> What you need to do:
An exact transcription of all the data is required; the pictures are to be left out.
◆ ◆ ◆
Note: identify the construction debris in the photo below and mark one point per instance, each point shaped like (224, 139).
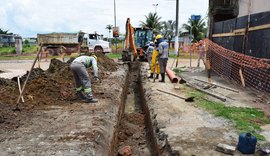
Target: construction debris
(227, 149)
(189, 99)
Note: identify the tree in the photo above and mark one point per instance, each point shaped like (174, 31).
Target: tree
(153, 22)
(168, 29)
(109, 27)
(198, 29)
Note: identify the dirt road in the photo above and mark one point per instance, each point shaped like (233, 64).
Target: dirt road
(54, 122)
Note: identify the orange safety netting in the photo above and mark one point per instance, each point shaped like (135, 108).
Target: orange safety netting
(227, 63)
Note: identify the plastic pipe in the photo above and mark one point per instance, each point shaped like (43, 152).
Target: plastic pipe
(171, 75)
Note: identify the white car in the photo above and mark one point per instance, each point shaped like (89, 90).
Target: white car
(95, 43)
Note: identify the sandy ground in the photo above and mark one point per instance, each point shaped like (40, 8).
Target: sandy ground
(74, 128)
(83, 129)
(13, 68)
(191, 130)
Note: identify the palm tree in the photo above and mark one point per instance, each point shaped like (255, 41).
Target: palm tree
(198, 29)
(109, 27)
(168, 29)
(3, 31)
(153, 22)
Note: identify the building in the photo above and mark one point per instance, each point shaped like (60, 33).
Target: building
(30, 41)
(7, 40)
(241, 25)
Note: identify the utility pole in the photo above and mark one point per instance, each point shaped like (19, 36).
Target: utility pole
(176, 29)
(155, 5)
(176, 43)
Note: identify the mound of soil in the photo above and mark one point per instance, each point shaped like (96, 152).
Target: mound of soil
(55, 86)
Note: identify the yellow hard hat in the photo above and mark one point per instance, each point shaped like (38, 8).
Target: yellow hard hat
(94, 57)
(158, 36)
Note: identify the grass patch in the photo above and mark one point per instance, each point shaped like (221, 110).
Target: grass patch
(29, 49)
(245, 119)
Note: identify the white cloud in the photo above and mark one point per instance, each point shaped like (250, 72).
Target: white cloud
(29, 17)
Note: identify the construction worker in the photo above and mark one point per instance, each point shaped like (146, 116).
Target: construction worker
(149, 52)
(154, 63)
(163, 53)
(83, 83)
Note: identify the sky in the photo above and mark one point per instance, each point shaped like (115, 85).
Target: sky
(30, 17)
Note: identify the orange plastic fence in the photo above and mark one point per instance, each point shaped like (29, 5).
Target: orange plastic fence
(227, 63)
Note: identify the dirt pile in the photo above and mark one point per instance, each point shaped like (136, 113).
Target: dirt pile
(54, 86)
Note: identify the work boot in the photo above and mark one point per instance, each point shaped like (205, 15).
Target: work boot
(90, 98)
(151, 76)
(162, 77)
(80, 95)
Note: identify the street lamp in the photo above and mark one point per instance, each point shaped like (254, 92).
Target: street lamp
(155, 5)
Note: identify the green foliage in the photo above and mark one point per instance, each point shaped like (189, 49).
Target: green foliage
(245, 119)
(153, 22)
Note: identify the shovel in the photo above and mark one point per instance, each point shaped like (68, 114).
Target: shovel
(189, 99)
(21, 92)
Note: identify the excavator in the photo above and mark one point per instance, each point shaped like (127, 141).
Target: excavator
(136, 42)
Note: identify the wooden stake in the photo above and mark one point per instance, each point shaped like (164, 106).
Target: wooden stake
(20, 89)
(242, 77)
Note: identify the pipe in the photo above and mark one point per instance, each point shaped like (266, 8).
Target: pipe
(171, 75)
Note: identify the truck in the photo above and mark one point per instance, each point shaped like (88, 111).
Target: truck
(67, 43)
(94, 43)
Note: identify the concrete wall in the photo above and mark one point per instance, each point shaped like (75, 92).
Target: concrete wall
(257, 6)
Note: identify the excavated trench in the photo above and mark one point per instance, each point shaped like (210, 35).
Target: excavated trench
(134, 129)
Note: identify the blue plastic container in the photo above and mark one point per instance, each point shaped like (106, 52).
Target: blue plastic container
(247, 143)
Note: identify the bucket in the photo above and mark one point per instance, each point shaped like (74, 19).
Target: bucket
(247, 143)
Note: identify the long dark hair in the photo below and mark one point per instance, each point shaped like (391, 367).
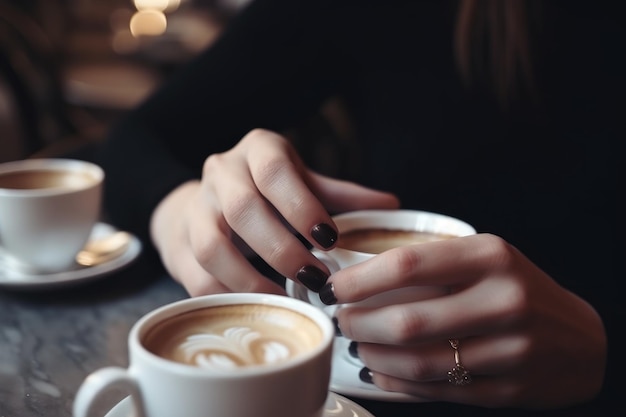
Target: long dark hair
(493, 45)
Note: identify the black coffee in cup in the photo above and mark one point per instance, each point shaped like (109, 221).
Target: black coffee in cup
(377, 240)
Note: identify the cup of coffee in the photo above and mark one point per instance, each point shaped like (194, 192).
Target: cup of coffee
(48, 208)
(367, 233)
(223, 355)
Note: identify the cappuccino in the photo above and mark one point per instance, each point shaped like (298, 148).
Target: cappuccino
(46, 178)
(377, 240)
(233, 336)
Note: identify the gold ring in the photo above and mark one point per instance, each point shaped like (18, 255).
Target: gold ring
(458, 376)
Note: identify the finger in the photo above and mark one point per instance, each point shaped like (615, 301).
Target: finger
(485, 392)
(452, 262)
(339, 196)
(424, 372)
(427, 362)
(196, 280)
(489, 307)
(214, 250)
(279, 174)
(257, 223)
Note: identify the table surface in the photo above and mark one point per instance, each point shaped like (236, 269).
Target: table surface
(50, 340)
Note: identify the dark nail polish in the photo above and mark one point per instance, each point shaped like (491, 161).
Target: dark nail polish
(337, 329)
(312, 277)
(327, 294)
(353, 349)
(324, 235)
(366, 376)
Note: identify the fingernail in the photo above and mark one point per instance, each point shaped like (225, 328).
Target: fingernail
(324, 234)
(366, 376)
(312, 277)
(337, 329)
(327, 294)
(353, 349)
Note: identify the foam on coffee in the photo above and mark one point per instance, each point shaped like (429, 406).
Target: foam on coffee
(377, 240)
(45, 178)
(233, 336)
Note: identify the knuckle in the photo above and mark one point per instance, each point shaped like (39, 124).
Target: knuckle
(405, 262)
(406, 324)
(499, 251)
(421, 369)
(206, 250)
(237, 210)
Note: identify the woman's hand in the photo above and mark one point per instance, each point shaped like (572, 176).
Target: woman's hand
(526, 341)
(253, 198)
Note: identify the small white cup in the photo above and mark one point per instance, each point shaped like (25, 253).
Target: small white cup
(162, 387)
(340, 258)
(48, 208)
◆ ◆ ◆
> Exercise solution:
Note: identify the construction debris in the photo below and mark one point per instance, each point shaped like (224, 139).
Target: construction debris
(227, 149)
(189, 99)
Note: identify the tree in the photo above and mark one point per instance, each point shaped like (174, 31).
Target: tree
(153, 22)
(168, 29)
(109, 27)
(198, 29)
Note: identify the dirt road in the photo above and mark one point per instance, each point shaped like (233, 64).
Target: dirt road
(54, 122)
Note: identify the orange safety netting in the photo above and mark one point per instance, each point shaped like (135, 108).
Target: orange safety netting
(227, 63)
Note: identify the plastic pipe in the photo above and mark one point per instance, each point shaped like (43, 152).
Target: plastic pipe
(171, 75)
Note: identify the white car in the photo above and mark one point per instance, each point shaped like (89, 90).
Target: white car
(95, 43)
Note: identify the sandy ground in the photo above and mark one point per instance, each point shaped like (40, 8).
Target: sandy ground
(74, 128)
(83, 129)
(13, 68)
(191, 130)
Note: identify the palm tree in the photo above and mark one point per instance, each point shaped like (255, 41).
Target: palm tree
(198, 29)
(109, 27)
(168, 29)
(3, 31)
(153, 22)
Note: identify the building in the photo above and mark one point per instance, each point shaped like (60, 33).
Target: building
(30, 41)
(7, 40)
(241, 25)
Note: identify the utility pole in the photo above and mark one point per instance, each point shaped like (19, 36).
Target: utility pole
(176, 29)
(155, 5)
(176, 43)
Note: identify the mound of soil in the photo above and mark one point per instance, each point shaped like (96, 152).
Target: mound of soil
(55, 86)
Note: identify the yellow hard hat in the photo above and mark one point per instance, each point shaped like (38, 8).
Target: yellow hard hat
(94, 57)
(158, 36)
Note: identify the grass patch in the photo above and mark one point per instance, each point shaped like (221, 110).
Target: grass patch
(29, 49)
(245, 119)
Note: identify the white cloud in the photo above and mark one point per instance, each point shaped like (250, 72).
Target: white cloud
(29, 17)
Note: identify the construction worker in the photo above and mark one point per instance, each point shaped like (146, 116).
Target: construction worker
(149, 52)
(154, 63)
(163, 53)
(83, 83)
Note: identify the sky in the photo above and mark one point per instance, each point shaped like (115, 85).
Target: sky
(30, 17)
Note: identify the orange plastic fence in the photo above and mark one point per instance, each point shaped like (29, 5).
Target: orange plastic fence
(227, 63)
Note: identify the dirt pile in the photo above and mark one point per instance, each point shaped like (136, 113).
Target: dirt pile
(54, 86)
Note: identify the work boot in the photo above and mark one point per instance, each point shaped like (205, 15).
Target: work boot
(90, 98)
(151, 76)
(162, 77)
(80, 95)
Note: identify the street lamp in the photo above and mark one point per instance, each point shaped like (254, 92).
Target: street lamp
(155, 5)
Note: identify the green foliage in the photo above and mark one point per instance, each point shaped like (189, 49).
Target: green foliage
(245, 119)
(153, 22)
Note: identify the shovel in the photo above and mark one point per instance, each point shaped like (68, 114).
Target: shovel
(189, 99)
(21, 92)
Note: identify the excavator in the photo above and mark one point per instance, each point shaped like (127, 141).
Target: excavator
(136, 42)
Note: identify the wooden stake in the photo above and mark one point per instance, each point shaped like (164, 106).
Target: wooden stake
(20, 89)
(242, 77)
Note: identify the pipe in the photo above and mark one point per instance, each point shaped like (266, 8).
Target: pipe
(171, 75)
Note: identify the truck in the photo above and mark one point per instance, each point shaped like (88, 111).
Target: truck
(67, 43)
(94, 43)
Note: identify the concrete wall in the photo above and mark one point per instance, each point shaped like (75, 92).
Target: concrete wall
(257, 6)
Note: identify the excavated trench in the photo above and mark one point per instance, each point shaped like (210, 35).
Target: excavated trench
(134, 129)
Note: identify the blue plastic container in the photo above and mark one point per instance, each point shaped like (106, 52).
Target: blue plastic container
(247, 143)
Note: identify the bucket in the photo above and mark one point per instance, each point shaped like (74, 19).
Target: bucket
(247, 143)
Note: identify the long dark hair in the photo below and mark one point per instance, each point shaped like (391, 367).
Target: long dark hair
(493, 45)
Note: identify the black coffee in cup in the photo above and mark one point per instance, each point shaped like (109, 221).
Target: black coffee in cup
(377, 240)
Note: identify the cup of coffee in the photo above and mark one point per instance, each point shaped like (194, 192).
Target: cup of coffee
(48, 208)
(367, 233)
(223, 355)
Note: identify the cappuccino in the photo above and mark one point per instance, each point shaped like (298, 148).
Target: cappuccino
(46, 178)
(377, 240)
(233, 336)
Note: identify the gold ring in the photo above and mark one point per instance, each point shaped like (18, 255).
Target: gold ring
(458, 376)
Note: identify the finger in the photo above and mark one point per instance, each point shaped like (615, 301).
Target: finger
(485, 392)
(452, 262)
(339, 196)
(424, 372)
(427, 362)
(196, 280)
(489, 307)
(214, 250)
(279, 174)
(257, 223)
Note: identify the table surface in the photo above and mark one point per instance, each point shaped like (236, 269).
Target: table surface
(50, 340)
Note: identify the dark nail polish in the photo above and mark one point per instance, each point shaped like (491, 161).
Target: dark nail polish
(337, 329)
(312, 277)
(327, 294)
(353, 349)
(324, 235)
(366, 376)
Note: identify the fingernail in the photo above and mark one point per instance, each point shaped like (225, 328).
Target: fingernail
(324, 234)
(366, 376)
(312, 277)
(337, 329)
(327, 294)
(353, 349)
Note: identify the foam on coffee in the photo above and mark one point per instance, each point shaped like (429, 406).
Target: foam on coffee
(377, 240)
(45, 178)
(233, 336)
Note: identify the knuckle in the photo above and mark one point per instance, each point shaped like (39, 124).
Target: knuckle
(405, 262)
(406, 324)
(499, 251)
(421, 369)
(206, 250)
(237, 210)
Note: identify the woman's hand in the photo above and mark one point per instance, each point shaped like (572, 176).
Target: woman's hand
(526, 341)
(253, 198)
Note: identify the small white cup in the photo above and mark one point per instance, each point shaped like (25, 253).
Target: small white cup
(162, 387)
(340, 258)
(48, 208)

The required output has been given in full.